Copy every entry word for word, but skip the pictures.

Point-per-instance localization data
--- START ---

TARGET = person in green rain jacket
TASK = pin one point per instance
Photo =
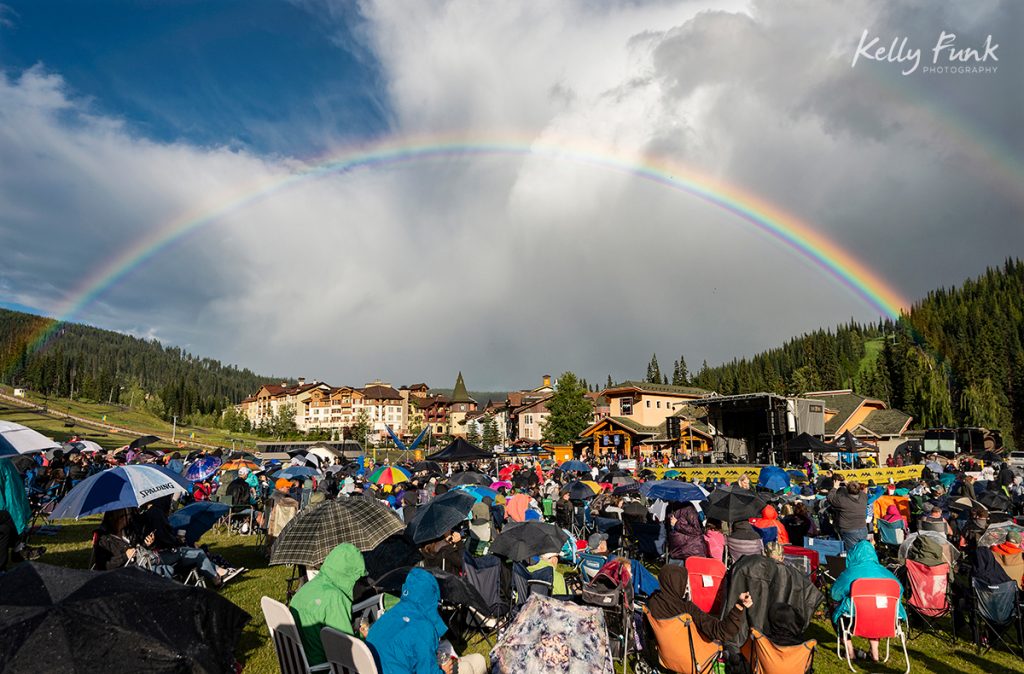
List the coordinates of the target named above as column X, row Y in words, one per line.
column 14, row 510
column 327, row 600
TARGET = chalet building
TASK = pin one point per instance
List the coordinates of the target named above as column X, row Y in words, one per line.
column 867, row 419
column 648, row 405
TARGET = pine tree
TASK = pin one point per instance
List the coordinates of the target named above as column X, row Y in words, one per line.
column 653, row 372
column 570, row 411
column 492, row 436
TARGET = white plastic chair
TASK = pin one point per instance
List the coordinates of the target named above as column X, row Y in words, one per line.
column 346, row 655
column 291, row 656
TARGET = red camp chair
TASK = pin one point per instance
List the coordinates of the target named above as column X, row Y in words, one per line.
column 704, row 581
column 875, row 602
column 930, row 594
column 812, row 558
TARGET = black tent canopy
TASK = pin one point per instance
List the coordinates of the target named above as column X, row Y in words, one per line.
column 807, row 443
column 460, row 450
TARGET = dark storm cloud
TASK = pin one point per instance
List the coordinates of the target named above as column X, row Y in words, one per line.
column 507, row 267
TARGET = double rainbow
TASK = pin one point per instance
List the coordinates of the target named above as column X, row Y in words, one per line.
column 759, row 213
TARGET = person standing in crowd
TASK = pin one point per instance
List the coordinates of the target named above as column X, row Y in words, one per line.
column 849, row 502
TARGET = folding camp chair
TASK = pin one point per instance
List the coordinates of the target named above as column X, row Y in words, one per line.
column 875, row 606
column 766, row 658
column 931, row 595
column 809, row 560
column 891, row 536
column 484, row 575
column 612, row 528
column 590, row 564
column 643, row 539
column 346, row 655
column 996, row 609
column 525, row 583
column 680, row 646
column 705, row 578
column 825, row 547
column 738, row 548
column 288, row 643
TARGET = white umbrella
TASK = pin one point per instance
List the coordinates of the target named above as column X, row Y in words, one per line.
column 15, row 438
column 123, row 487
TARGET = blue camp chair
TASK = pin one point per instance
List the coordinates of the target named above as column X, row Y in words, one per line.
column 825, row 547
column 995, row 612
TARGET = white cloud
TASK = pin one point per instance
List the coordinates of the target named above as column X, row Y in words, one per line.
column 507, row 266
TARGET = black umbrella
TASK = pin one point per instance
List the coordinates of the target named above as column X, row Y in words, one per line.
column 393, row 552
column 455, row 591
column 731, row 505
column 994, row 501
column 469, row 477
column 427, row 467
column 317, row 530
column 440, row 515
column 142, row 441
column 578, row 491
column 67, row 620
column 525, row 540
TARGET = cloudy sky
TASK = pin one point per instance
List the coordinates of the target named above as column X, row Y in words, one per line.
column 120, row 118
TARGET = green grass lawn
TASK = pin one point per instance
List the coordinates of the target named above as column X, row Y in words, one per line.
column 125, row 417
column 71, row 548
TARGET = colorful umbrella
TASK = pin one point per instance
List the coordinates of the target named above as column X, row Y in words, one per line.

--- END ---

RESULT
TARGET = person in green rain jacket
TASK = pin one point per instance
Photo =
List the coordinates of the target named above as column X, row Y in words, one per line.
column 14, row 510
column 327, row 600
TARGET = chalet building
TASK = pin one point per instance
List the coordinates of the target named above as column X, row Y in words, one per line.
column 867, row 419
column 648, row 405
TARGET = pine tree
TASK = pin one point per instance
List the coordinates of the target named above as column X, row Y in words, one per line.
column 653, row 372
column 570, row 411
column 492, row 436
TARGET = white plastic chair
TASK = pin one point per instance
List the coordinates of the target named above as column X, row Y in words, one per line.
column 346, row 655
column 291, row 656
TARGET = red camp chair
TASK = pin one point per instance
List the coordinates of the target named above as column X, row Y in words, one per line.
column 704, row 581
column 875, row 602
column 930, row 594
column 812, row 558
TARGET = black tent canopy
TASK = pin one point per instance
List the coordinates of the target named above as column X, row Y in words, one per line.
column 807, row 443
column 460, row 450
TARGET = dark storm cloud
TASK = pin one point per instance
List the coordinates of the target named above as column X, row Y in words, one per line.
column 507, row 267
TARGET = double rainbow
TASK = pin one point per instance
List the coordinates of the target named above as column X, row Y in words, one per line.
column 759, row 213
TARGET = person standing in crowd
TASK = pin one point per instance
List the coordinates of the target named above as column X, row Y in words, one per line.
column 849, row 502
TARGET = folding camp chair
TASK = pin one point per instance
List the coordinates of the target named above as column X, row Y in words, one per line.
column 875, row 606
column 766, row 658
column 931, row 595
column 809, row 560
column 891, row 536
column 484, row 575
column 612, row 528
column 590, row 564
column 643, row 539
column 346, row 655
column 996, row 609
column 525, row 583
column 680, row 646
column 705, row 578
column 825, row 547
column 738, row 548
column 288, row 643
TARGET = white umbrella
TASK = pin one point per instance
List the coordinates of the target named above as column X, row Y in words, one per line.
column 15, row 438
column 123, row 487
TARGET = blue camp chair
TASK = pin one point per instance
List the coordinates of the target named above as column X, row Y in words, one per line.
column 825, row 547
column 995, row 612
TARGET = white cloud
TASK = pin one point per instance
List the coordinates of the target named above as column X, row Y in words, one per line.
column 507, row 266
TARGET = black umbrella
TASK = pin one point per instance
List the coordinates of the target named above as column X, row Y in words, one per line.
column 393, row 552
column 455, row 591
column 731, row 505
column 994, row 501
column 469, row 477
column 427, row 467
column 317, row 530
column 440, row 515
column 142, row 441
column 578, row 491
column 67, row 620
column 525, row 540
TARGET = cloudy sky
TASK = pin one point per instance
List the coordinates of the target named above as column X, row Y in words, one per line.
column 120, row 118
TARGET = green grass lawn
TASK = pin one point per instance
List the coordinates of the target named above as column X, row Y in words, one per line.
column 125, row 417
column 71, row 548
TARGET = colorful umbrella
TASK = pin one point per instance
List the coordinates of the target named above as column X, row Y in words, one per line.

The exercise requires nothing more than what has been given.